Information provided

----

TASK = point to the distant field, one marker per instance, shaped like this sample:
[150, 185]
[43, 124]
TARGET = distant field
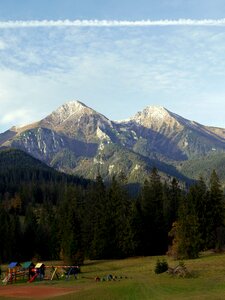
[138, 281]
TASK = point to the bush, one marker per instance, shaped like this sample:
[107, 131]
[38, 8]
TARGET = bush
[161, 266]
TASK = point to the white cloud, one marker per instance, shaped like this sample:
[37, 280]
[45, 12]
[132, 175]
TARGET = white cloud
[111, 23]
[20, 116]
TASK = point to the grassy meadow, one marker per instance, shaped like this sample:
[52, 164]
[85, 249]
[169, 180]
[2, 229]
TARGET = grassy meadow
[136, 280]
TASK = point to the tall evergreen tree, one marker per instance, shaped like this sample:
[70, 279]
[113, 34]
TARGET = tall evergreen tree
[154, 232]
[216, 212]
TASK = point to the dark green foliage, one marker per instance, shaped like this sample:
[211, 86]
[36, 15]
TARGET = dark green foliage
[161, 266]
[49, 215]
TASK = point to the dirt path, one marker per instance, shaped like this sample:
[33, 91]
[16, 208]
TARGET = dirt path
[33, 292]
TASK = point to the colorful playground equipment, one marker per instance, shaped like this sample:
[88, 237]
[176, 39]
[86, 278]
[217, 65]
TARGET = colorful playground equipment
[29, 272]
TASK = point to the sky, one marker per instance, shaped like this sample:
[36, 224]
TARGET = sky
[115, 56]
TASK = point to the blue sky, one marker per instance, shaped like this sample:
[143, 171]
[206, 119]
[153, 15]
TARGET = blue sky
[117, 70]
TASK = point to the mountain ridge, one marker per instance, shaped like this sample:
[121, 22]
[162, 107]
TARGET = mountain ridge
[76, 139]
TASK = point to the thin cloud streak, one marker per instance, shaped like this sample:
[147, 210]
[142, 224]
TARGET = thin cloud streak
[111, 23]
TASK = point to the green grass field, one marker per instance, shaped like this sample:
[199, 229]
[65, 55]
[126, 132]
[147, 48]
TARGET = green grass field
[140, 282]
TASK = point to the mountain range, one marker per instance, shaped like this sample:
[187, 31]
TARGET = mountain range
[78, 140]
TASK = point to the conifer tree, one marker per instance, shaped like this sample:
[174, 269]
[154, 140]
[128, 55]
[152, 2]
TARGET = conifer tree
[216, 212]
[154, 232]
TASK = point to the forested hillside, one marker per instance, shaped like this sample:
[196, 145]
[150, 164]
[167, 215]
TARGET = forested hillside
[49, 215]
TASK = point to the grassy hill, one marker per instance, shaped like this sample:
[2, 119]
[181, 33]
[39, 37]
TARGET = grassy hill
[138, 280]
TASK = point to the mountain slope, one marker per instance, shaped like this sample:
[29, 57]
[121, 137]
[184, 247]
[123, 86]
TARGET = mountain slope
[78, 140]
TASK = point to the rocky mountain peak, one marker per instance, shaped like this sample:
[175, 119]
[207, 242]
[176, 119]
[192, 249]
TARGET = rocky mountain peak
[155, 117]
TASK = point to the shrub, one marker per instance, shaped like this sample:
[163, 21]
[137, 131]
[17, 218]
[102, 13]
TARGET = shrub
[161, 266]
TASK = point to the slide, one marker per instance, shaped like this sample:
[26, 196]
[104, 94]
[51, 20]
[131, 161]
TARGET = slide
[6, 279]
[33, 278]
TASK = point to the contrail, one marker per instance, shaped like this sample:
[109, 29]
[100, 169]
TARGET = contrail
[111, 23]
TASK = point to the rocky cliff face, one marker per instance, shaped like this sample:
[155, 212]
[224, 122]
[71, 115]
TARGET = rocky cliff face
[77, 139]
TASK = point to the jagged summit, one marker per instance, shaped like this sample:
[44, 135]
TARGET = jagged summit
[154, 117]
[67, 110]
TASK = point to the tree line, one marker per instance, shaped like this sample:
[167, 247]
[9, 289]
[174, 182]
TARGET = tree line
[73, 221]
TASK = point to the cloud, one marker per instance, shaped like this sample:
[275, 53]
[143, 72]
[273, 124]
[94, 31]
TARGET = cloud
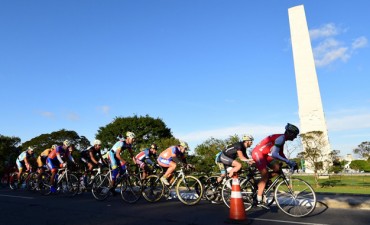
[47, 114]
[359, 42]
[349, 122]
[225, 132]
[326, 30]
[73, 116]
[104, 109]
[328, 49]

----

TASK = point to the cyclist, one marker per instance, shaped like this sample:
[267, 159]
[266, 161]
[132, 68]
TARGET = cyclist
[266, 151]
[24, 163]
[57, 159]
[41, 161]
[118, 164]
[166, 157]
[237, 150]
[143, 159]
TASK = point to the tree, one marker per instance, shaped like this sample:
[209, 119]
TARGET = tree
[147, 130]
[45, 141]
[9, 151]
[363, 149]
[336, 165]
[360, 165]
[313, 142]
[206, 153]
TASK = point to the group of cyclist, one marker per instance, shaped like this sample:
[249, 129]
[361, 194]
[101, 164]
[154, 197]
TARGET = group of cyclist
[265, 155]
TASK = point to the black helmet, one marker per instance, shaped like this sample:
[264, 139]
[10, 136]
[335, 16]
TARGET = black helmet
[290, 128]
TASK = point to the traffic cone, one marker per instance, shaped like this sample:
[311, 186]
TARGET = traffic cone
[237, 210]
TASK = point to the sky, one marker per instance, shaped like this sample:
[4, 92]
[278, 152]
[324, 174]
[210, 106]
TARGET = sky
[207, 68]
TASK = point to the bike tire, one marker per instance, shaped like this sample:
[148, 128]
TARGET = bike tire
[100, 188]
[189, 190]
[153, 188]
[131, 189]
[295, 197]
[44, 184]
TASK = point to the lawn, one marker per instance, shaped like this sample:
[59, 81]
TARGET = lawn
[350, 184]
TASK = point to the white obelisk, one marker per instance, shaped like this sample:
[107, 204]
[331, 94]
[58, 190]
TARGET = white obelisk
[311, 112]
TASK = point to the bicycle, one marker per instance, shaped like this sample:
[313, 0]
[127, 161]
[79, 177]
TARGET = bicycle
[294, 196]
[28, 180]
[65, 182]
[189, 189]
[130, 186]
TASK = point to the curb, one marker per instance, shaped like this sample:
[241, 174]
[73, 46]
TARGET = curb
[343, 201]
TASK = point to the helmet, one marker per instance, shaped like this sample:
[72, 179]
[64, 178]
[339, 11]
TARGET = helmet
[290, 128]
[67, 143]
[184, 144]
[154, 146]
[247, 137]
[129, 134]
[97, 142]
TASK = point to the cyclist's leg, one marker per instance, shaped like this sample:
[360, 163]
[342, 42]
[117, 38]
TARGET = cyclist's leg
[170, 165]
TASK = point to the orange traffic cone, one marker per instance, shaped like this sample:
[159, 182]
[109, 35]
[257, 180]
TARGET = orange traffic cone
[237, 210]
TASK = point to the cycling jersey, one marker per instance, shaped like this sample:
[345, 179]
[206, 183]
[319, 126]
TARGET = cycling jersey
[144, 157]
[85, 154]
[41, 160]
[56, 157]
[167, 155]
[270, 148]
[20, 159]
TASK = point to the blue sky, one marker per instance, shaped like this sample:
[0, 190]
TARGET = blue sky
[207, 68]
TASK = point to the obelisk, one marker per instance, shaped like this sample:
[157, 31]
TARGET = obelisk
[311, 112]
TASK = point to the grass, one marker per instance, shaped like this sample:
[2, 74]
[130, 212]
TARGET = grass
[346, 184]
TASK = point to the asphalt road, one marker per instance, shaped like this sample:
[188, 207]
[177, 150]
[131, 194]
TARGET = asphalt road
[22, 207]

----

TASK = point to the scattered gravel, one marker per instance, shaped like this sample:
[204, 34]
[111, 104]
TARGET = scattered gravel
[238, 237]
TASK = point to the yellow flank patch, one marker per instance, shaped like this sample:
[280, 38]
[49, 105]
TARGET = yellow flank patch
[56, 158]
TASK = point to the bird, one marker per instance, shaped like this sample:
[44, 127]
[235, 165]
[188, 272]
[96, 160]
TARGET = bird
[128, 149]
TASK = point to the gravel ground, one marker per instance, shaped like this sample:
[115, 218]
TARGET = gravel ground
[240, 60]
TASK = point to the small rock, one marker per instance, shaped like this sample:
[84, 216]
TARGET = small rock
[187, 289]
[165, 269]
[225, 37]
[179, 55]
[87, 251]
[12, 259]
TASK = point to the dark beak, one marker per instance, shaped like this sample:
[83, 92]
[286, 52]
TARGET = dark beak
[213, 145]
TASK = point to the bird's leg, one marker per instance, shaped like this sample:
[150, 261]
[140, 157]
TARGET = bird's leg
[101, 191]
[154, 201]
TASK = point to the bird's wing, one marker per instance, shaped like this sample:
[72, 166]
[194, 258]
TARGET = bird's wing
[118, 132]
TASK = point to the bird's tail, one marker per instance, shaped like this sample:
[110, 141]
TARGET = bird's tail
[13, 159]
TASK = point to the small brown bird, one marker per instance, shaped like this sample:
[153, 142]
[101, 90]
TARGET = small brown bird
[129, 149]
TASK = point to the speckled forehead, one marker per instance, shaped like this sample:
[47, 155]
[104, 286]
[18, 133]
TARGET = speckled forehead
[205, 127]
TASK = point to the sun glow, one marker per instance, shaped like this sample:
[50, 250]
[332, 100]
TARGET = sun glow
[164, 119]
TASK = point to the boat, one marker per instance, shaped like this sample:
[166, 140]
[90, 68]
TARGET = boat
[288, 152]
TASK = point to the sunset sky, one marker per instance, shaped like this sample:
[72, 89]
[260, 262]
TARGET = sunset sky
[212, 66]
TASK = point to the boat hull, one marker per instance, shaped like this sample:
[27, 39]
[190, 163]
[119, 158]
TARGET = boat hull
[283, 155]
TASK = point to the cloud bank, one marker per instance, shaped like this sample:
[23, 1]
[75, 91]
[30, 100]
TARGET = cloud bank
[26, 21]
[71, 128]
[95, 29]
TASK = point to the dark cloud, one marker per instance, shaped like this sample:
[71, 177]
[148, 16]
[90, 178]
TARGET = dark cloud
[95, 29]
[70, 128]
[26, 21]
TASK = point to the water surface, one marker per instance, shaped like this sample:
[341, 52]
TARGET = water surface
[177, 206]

----

Goal
Could you pull out every line from the records above that contains the string "patch", copying each one in full?

Reply
TASK = point to the yellow flank patch, one marker per instance, shaped like this sample:
TARGET = yellow flank patch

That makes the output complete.